### Problem set
**A)** Copy the text of the Murray Goulburn dairy article between "On-farm production had" and "dairy farmer members.", inclusive.
**B)** In the Murray Goulburn dairy article, what is the co-op's new forecast seasonal farmgate milk price?

### Excerpted passage
____________________
An unusually wet spring, plus low farmgate milk prices and a rush of suppliers quitting its ranks have hit Murray Goulburn’s (MG) earnings, also convincing it to temporarily axe its contentious payment “clawback” scheme.
MG, the business behind the Devondale brand, has confirmed its forecast net profit after tax of $42 million for 2016-17 will now be lower because of a likely 20 per cent slump in milk receivals.
The big dairy co-op has also been forced to cut its forecast seasonal farmgate milk price to farmers from $4.88 a kilogram of milk solids to $4.70kg.
The milk intake slide is attributed to a wave of farmer retirements and suppliers swapping to other processors in the wake of MG’s massive late season price cut early this year and fallout relating to the decision.
On-farm production had also been hit by “very wet” conditions since August, which the co-op said were likely to result in a 10pc to 12pc fall in milk output from its remaining 2200 dairy farmer members.
While all supplier regions in Victoria, Tasmania and NSW had been impacted, the north and west of Victoria were hit hardest, particularly where widespread flooding had impacted dairy herds and pastures.
Northern Victorian volumes fell almost 17pc in August compared with the same time in 2015.
The co-op’s total southern region milk intake is expected to be 2.7 billion litres this financial year.
The big wet follows a severe dry period in southern NSW and Victoria in 2015.
MG’s net milk losses because of retirements and suppliers transferring to other processors alone represented a 350m litre cut on 2015-16 production.
However, MG’s farmers will now receive an extra 14 cents/kg (milk solids) as a result of the co-operative’s decision to suspend its milk payment clawback program until next June.
____________________
### Source material
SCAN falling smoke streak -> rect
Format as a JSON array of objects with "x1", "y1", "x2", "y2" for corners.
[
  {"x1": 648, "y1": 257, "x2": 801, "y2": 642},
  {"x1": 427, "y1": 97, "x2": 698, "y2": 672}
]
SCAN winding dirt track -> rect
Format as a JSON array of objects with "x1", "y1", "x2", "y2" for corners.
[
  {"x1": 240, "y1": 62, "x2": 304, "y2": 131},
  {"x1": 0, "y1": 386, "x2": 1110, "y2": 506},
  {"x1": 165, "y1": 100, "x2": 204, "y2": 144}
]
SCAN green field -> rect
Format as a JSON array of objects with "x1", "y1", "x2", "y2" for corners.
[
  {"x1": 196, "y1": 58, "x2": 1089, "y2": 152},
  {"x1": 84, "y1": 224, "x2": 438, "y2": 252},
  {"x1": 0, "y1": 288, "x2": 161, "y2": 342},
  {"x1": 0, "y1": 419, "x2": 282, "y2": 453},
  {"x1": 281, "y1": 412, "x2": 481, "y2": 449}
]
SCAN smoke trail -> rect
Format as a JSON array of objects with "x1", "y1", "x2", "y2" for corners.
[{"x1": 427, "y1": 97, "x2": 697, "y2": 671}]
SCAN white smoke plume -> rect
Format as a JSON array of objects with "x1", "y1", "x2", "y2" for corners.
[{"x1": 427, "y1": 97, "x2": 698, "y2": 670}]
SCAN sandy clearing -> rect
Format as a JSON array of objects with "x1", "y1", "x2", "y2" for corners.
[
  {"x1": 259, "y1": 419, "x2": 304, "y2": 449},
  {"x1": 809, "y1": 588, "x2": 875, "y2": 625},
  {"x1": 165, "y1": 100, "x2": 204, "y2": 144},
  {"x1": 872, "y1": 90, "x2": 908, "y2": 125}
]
____________________
### Answers for each item
**A)**
On-farm production had also been hit by “very wet” conditions since August, which the co-op said were likely to result in a 10pc to 12pc fall in milk output from its remaining 2200 dairy farmer members.

**B)** $4.70 a kilogram of milk solids, cut from $4.88.